Extracted entries –
------------

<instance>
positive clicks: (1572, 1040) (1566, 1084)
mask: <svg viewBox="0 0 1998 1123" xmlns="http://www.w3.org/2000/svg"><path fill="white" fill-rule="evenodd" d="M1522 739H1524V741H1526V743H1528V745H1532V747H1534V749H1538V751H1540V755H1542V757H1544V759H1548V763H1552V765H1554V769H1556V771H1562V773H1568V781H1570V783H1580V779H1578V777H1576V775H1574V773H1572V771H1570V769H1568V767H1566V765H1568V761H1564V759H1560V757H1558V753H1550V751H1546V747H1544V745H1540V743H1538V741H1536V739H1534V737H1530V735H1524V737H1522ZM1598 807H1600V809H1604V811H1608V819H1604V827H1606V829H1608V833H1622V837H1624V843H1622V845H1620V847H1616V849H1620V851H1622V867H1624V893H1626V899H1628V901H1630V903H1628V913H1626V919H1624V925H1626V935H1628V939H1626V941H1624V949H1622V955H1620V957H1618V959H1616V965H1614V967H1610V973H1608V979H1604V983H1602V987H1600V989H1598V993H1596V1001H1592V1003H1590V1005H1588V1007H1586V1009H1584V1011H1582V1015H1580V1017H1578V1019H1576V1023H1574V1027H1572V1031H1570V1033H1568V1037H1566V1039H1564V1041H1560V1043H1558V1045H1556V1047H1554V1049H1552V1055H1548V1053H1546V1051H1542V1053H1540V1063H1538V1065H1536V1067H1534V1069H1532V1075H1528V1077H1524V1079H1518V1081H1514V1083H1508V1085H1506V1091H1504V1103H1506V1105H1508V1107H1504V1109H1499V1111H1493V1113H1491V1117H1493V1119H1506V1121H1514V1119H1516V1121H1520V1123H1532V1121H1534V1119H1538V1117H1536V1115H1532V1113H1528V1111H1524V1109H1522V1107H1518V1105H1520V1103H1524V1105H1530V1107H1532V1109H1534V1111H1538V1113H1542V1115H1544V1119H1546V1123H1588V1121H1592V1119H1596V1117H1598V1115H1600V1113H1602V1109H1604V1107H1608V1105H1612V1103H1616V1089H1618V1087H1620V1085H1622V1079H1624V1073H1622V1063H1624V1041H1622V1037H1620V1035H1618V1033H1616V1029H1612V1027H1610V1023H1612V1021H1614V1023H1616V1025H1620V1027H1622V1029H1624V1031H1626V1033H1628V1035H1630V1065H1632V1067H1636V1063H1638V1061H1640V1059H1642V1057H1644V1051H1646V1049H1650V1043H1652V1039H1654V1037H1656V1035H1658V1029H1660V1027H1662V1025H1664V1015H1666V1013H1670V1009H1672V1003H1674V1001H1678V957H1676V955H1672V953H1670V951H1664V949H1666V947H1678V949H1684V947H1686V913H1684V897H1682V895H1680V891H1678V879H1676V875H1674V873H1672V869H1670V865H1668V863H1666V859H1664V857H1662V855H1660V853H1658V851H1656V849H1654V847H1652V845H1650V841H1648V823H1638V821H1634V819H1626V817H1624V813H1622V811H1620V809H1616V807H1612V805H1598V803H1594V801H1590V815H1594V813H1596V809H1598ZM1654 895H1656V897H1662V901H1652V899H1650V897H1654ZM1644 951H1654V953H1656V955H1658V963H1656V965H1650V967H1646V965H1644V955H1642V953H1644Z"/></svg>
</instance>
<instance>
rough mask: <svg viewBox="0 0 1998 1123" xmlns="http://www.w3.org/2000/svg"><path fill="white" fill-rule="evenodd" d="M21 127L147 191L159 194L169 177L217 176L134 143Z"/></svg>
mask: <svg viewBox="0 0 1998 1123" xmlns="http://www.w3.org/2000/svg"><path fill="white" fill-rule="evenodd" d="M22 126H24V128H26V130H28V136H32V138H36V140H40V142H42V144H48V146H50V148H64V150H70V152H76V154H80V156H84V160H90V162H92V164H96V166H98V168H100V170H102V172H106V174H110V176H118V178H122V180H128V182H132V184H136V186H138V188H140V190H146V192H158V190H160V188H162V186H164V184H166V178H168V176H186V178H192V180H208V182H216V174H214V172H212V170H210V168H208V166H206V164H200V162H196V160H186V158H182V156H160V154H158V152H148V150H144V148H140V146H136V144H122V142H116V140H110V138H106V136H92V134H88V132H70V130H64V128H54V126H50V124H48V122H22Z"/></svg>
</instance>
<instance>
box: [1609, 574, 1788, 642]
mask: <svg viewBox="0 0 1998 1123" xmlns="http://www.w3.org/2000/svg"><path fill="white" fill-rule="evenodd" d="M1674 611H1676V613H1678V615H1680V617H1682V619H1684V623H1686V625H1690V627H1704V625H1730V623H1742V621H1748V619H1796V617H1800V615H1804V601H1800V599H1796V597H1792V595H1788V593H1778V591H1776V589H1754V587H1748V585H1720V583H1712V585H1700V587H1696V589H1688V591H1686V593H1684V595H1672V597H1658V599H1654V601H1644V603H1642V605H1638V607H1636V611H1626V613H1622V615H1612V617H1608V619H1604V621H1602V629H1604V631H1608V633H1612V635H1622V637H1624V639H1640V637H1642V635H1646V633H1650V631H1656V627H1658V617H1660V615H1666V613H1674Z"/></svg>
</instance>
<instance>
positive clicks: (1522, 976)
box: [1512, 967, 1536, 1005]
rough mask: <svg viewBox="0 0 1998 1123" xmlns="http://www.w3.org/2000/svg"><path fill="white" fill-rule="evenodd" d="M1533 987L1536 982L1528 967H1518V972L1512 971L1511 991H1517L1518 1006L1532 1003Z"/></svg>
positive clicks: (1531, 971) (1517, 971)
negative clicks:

------------

Exercise requirements – Taking care to match every character, output all of the entries above.

Answer section –
<instance>
positive clicks: (1572, 1040) (1566, 1084)
mask: <svg viewBox="0 0 1998 1123" xmlns="http://www.w3.org/2000/svg"><path fill="white" fill-rule="evenodd" d="M1522 739H1524V741H1526V743H1528V745H1532V747H1534V749H1538V751H1540V755H1542V757H1544V759H1548V763H1552V765H1554V769H1556V771H1562V773H1568V781H1570V783H1580V779H1578V777H1576V775H1574V773H1572V771H1570V769H1568V767H1566V765H1568V761H1564V759H1560V757H1558V753H1550V751H1546V747H1544V745H1540V743H1538V741H1536V739H1534V737H1530V735H1524V737H1522ZM1598 807H1600V809H1604V811H1608V819H1604V827H1606V829H1608V833H1622V837H1624V843H1622V845H1620V847H1616V849H1620V851H1622V867H1624V893H1626V899H1628V901H1630V903H1628V913H1626V919H1624V925H1626V935H1628V939H1626V941H1624V949H1622V955H1620V957H1618V959H1616V965H1614V967H1610V973H1608V979H1604V983H1602V987H1600V989H1598V993H1596V1001H1592V1003H1590V1005H1588V1007H1586V1009H1584V1011H1582V1015H1580V1017H1578V1019H1576V1023H1574V1027H1572V1031H1570V1033H1568V1037H1566V1039H1564V1041H1560V1043H1558V1045H1556V1047H1554V1049H1552V1055H1548V1053H1546V1051H1542V1053H1540V1063H1538V1065H1536V1067H1534V1069H1532V1075H1528V1077H1524V1079H1518V1081H1514V1083H1508V1085H1506V1091H1504V1103H1506V1105H1508V1107H1504V1109H1499V1111H1493V1113H1491V1117H1493V1119H1506V1121H1514V1119H1516V1121H1520V1123H1532V1121H1534V1119H1538V1117H1536V1115H1532V1113H1528V1111H1524V1109H1522V1107H1518V1105H1520V1103H1524V1105H1530V1107H1532V1109H1534V1111H1538V1113H1542V1115H1544V1119H1546V1123H1588V1121H1592V1119H1596V1117H1598V1115H1600V1113H1602V1109H1604V1107H1608V1105H1612V1103H1616V1089H1618V1087H1620V1085H1622V1079H1624V1073H1622V1063H1624V1041H1622V1037H1620V1035H1618V1033H1616V1029H1612V1027H1610V1023H1612V1021H1614V1023H1616V1025H1620V1027H1622V1029H1624V1031H1626V1033H1628V1035H1630V1065H1632V1067H1636V1063H1638V1061H1640V1059H1642V1057H1644V1051H1646V1049H1650V1043H1652V1039H1654V1037H1656V1035H1658V1029H1660V1027H1662V1025H1664V1015H1666V1013H1670V1009H1672V1003H1674V1001H1678V957H1676V955H1672V953H1670V951H1664V949H1666V947H1678V949H1684V947H1686V913H1684V897H1682V895H1680V891H1678V879H1676V875H1674V873H1672V869H1670V865H1668V863H1666V859H1664V857H1662V855H1660V853H1658V851H1656V849H1654V847H1652V845H1650V841H1648V823H1638V821H1634V819H1626V817H1624V813H1622V811H1620V809H1616V807H1612V805H1598V803H1594V801H1590V815H1594V813H1596V809H1598ZM1654 895H1656V897H1662V901H1652V899H1650V897H1654ZM1644 951H1654V953H1656V955H1658V963H1656V965H1650V967H1646V965H1644V955H1642V953H1644Z"/></svg>
</instance>
<instance>
rough mask: <svg viewBox="0 0 1998 1123" xmlns="http://www.w3.org/2000/svg"><path fill="white" fill-rule="evenodd" d="M21 127L147 191L159 194L169 177L217 176L134 143Z"/></svg>
mask: <svg viewBox="0 0 1998 1123" xmlns="http://www.w3.org/2000/svg"><path fill="white" fill-rule="evenodd" d="M22 126H24V128H26V130H28V136H32V138H36V140H40V142H42V144H48V146H50V148H64V150H70V152H76V154H80V156H84V160H90V162H92V164H96V166H98V168H100V170H102V172H106V174H110V176H118V178H122V180H128V182H132V184H136V186H138V188H140V190H146V192H158V190H160V188H162V186H164V184H166V178H168V176H186V178H192V180H208V182H216V174H214V172H212V170H210V168H208V166H206V164H200V162H196V160H186V158H182V156H160V154H158V152H148V150H144V148H140V146H136V144H122V142H116V140H110V138H106V136H92V134H88V132H70V130H64V128H54V126H50V124H48V122H22Z"/></svg>
</instance>
<instance>
box: [1609, 574, 1788, 642]
mask: <svg viewBox="0 0 1998 1123" xmlns="http://www.w3.org/2000/svg"><path fill="white" fill-rule="evenodd" d="M1674 611H1676V613H1678V615H1680V617H1682V619H1684V623H1686V625H1690V627H1704V625H1730V623H1742V621H1748V619H1796V617H1800V615H1804V601H1800V599H1796V597H1792V595H1788V593H1778V591H1776V589H1754V587H1748V585H1720V583H1712V585H1700V587H1696V589H1688V591H1686V593H1684V595H1672V597H1658V599H1654V601H1644V603H1642V605H1638V607H1636V611H1626V613H1622V615H1612V617H1608V619H1604V621H1602V629H1604V631H1608V633H1612V635H1622V637H1624V639H1640V637H1642V635H1646V633H1650V631H1656V627H1658V617H1660V615H1666V613H1674Z"/></svg>
</instance>
<instance>
positive clicks: (1522, 976)
box: [1512, 967, 1536, 1005]
rough mask: <svg viewBox="0 0 1998 1123" xmlns="http://www.w3.org/2000/svg"><path fill="white" fill-rule="evenodd" d="M1533 987L1536 982L1528 967H1518V972L1512 971L1511 991H1517L1518 1006L1532 1003Z"/></svg>
positive clicks: (1531, 971) (1517, 971)
negative clicks:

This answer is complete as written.